- **CHALLENGES**:
[A] List the datasets on which the audio classification post reports comparing performance.
[B] Repeat the portion of the audio classification post starting with "I’ve been working" and going on through "(AudioMNIST, SLR45, UrbanSound8k).".

- **EXTRACT TO READ**:
I’ve been working on audio classification, leveraging the excellent work from @zachcaceres
From this base, I have added the following:

  • Management of stereo files. It can be either converted to mono or one spectogram is created by channel and then both channels are fed into CNN. The latter seems to increase the accuracy of models.
  • Adapting Fastai method “show batch” to show the original sound, the processed sound, all spectograms. This is useful to see the impact of data augmentation methods (especially for noise addition).
  • Creation of a new method plot_audio_top_losses, inspired by plot_top_losses, to give an interpretation on the focus of the model during predictions

Finally, I’ve also compare the performances in different dataset (AudioMNIST, SLR45, UrbanSound8k).
On UrbanSound8k, the performance is really close to the benchmark published last year in the KDD conference last year (96.8% without cross-validation vs 97.5% with cross-validation)

I hope this would be useful.

You can check out this work in this link https://github.com/cccwam/fastai_audio

6 Likes

It would be great if we can add cutout/occlusion type of augmentation, it could be super useful for things like auditory scene analysis or classification of multiple categories of sound present in a sound file, etc.

@kodzaks Any chance you know http://www.ece.neu.edu/fac-ece/purnima/ ? I know her group has done some fun work around counting whales using deep learning.

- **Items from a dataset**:
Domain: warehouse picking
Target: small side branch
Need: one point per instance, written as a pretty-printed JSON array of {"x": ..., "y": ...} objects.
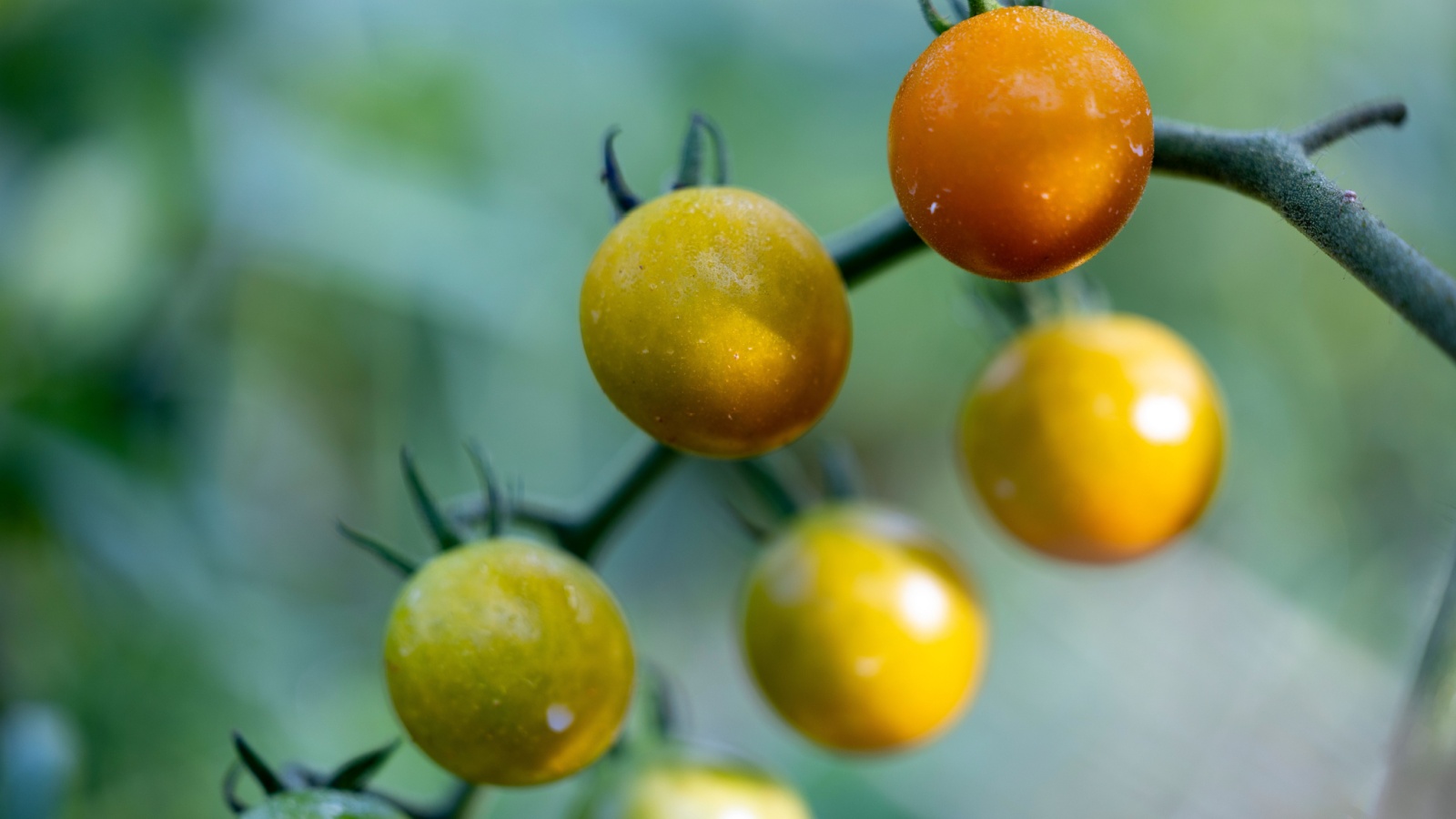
[
  {"x": 1318, "y": 136},
  {"x": 1274, "y": 167}
]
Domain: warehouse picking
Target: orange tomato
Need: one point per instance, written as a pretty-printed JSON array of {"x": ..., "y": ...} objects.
[
  {"x": 861, "y": 632},
  {"x": 1094, "y": 438},
  {"x": 1019, "y": 143}
]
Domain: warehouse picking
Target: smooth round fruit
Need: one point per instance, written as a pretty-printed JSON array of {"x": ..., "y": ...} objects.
[
  {"x": 1019, "y": 143},
  {"x": 509, "y": 662},
  {"x": 717, "y": 322},
  {"x": 682, "y": 789},
  {"x": 859, "y": 630},
  {"x": 324, "y": 804},
  {"x": 1094, "y": 438}
]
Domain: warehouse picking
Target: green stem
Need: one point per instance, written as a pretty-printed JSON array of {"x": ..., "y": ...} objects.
[
  {"x": 1271, "y": 167},
  {"x": 1276, "y": 169}
]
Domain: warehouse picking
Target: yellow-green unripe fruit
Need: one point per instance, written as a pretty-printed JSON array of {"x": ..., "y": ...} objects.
[{"x": 509, "y": 662}]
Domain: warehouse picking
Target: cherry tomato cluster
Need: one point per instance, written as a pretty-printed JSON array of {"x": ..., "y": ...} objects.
[{"x": 1019, "y": 143}]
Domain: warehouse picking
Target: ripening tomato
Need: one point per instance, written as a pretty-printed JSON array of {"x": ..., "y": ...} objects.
[
  {"x": 1019, "y": 143},
  {"x": 673, "y": 785},
  {"x": 861, "y": 632},
  {"x": 1094, "y": 438},
  {"x": 717, "y": 322},
  {"x": 324, "y": 804},
  {"x": 509, "y": 662}
]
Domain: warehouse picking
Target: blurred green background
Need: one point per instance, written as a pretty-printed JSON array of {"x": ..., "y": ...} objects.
[{"x": 248, "y": 249}]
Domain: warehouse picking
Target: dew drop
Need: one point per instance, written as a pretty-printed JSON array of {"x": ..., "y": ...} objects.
[{"x": 560, "y": 717}]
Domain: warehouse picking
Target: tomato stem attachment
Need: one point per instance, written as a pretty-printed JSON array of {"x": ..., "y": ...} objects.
[
  {"x": 691, "y": 165},
  {"x": 376, "y": 548},
  {"x": 965, "y": 9},
  {"x": 495, "y": 504},
  {"x": 453, "y": 806},
  {"x": 1067, "y": 295},
  {"x": 436, "y": 521},
  {"x": 622, "y": 197},
  {"x": 230, "y": 789},
  {"x": 766, "y": 484},
  {"x": 938, "y": 22},
  {"x": 581, "y": 533},
  {"x": 266, "y": 775},
  {"x": 354, "y": 774}
]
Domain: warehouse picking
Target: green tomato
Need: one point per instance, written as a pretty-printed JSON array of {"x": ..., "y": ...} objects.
[
  {"x": 674, "y": 787},
  {"x": 324, "y": 804},
  {"x": 509, "y": 662}
]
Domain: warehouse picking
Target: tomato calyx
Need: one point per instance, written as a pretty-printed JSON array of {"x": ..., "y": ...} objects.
[
  {"x": 965, "y": 9},
  {"x": 446, "y": 530},
  {"x": 351, "y": 777},
  {"x": 691, "y": 167},
  {"x": 841, "y": 480},
  {"x": 622, "y": 197}
]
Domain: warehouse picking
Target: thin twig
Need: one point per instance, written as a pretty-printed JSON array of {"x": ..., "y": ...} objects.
[
  {"x": 1327, "y": 131},
  {"x": 1274, "y": 167}
]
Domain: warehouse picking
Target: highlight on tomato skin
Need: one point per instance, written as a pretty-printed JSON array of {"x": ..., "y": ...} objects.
[
  {"x": 509, "y": 662},
  {"x": 1094, "y": 439},
  {"x": 1019, "y": 143},
  {"x": 861, "y": 632},
  {"x": 717, "y": 322}
]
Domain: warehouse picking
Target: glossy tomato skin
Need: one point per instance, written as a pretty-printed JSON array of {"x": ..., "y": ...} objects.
[
  {"x": 717, "y": 322},
  {"x": 861, "y": 632},
  {"x": 1094, "y": 439},
  {"x": 676, "y": 785},
  {"x": 1019, "y": 143},
  {"x": 324, "y": 804},
  {"x": 509, "y": 662}
]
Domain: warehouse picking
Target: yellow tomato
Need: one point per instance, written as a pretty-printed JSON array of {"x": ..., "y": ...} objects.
[
  {"x": 861, "y": 632},
  {"x": 674, "y": 787},
  {"x": 1094, "y": 438},
  {"x": 717, "y": 322},
  {"x": 509, "y": 662}
]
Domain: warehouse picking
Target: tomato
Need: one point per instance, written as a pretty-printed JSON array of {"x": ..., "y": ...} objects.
[
  {"x": 861, "y": 632},
  {"x": 717, "y": 322},
  {"x": 677, "y": 787},
  {"x": 509, "y": 662},
  {"x": 1019, "y": 143},
  {"x": 1094, "y": 438},
  {"x": 324, "y": 804}
]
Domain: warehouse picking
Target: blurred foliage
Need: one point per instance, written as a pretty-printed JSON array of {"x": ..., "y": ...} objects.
[{"x": 248, "y": 249}]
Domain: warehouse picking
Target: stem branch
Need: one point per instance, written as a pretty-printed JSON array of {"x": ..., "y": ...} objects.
[{"x": 1270, "y": 167}]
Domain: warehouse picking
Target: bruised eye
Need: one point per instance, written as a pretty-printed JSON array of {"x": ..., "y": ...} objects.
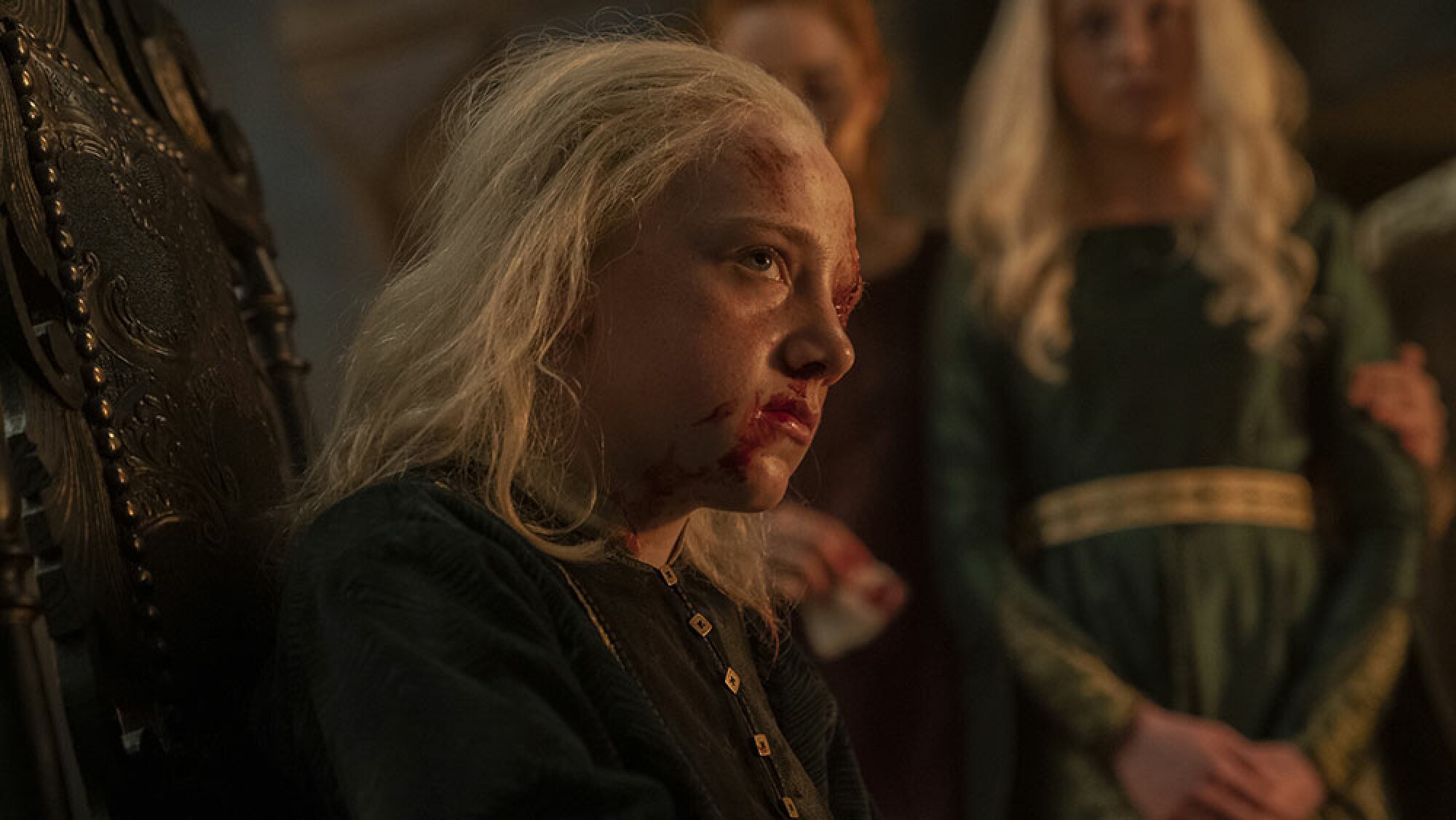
[{"x": 764, "y": 261}]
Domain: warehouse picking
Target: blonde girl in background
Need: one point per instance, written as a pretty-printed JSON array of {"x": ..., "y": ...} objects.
[{"x": 1148, "y": 343}]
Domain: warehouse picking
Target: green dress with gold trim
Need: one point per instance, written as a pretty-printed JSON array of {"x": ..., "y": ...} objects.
[{"x": 1263, "y": 628}]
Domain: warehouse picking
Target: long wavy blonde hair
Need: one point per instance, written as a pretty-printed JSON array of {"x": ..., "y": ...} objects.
[
  {"x": 461, "y": 359},
  {"x": 1008, "y": 208}
]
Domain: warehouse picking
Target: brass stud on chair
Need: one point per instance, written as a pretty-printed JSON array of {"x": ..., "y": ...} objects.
[{"x": 701, "y": 626}]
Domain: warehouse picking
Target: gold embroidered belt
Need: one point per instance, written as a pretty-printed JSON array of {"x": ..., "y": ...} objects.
[{"x": 1198, "y": 496}]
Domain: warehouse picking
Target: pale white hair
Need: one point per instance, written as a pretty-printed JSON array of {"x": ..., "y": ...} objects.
[
  {"x": 1008, "y": 206},
  {"x": 461, "y": 359}
]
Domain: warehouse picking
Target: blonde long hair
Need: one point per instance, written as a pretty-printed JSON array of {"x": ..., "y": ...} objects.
[
  {"x": 1011, "y": 181},
  {"x": 459, "y": 360}
]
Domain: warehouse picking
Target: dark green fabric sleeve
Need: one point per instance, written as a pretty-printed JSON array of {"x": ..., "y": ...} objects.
[
  {"x": 810, "y": 722},
  {"x": 1361, "y": 640},
  {"x": 433, "y": 679},
  {"x": 986, "y": 595}
]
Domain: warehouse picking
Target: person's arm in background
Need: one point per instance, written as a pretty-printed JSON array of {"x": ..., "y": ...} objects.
[{"x": 1358, "y": 650}]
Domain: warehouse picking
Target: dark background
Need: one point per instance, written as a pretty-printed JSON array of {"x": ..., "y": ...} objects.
[{"x": 339, "y": 98}]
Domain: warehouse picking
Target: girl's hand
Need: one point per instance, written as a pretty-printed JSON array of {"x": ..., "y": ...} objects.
[
  {"x": 810, "y": 553},
  {"x": 1403, "y": 395},
  {"x": 848, "y": 598},
  {"x": 1298, "y": 792},
  {"x": 1177, "y": 767}
]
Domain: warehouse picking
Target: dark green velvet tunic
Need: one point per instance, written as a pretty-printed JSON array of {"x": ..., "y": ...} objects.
[
  {"x": 1262, "y": 628},
  {"x": 432, "y": 665}
]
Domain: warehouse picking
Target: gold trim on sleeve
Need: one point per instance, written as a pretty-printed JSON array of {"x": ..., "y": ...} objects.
[{"x": 1196, "y": 496}]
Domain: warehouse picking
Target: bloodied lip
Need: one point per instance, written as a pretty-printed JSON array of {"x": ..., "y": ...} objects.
[{"x": 793, "y": 416}]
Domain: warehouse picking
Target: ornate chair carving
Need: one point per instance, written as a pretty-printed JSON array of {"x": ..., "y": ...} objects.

- **PER-TASK OUTPUTS**:
[A] AudioMNIST, SLR45, UrbanSound8k

[B]
I’ve been working on audio classification, leveraging the excellent work from @zachcaceres
From this base, I have added the following:

  • Management of stereo files. It can be either converted to mono or one spectogram is created by channel and then both channels are fed into CNN. The latter seems to increase the accuracy of models.
  • Adapting Fastai method “show batch” to show the original sound, the processed sound, all spectograms. This is useful to see the impact of data augmentation methods (especially for noise addition).
  • Creation of a new method plot_audio_top_losses, inspired by plot_top_losses, to give an interpretation on the focus of the model during predictions

Finally, I’ve also compare the performances in different dataset (AudioMNIST, SLR45, UrbanSound8k).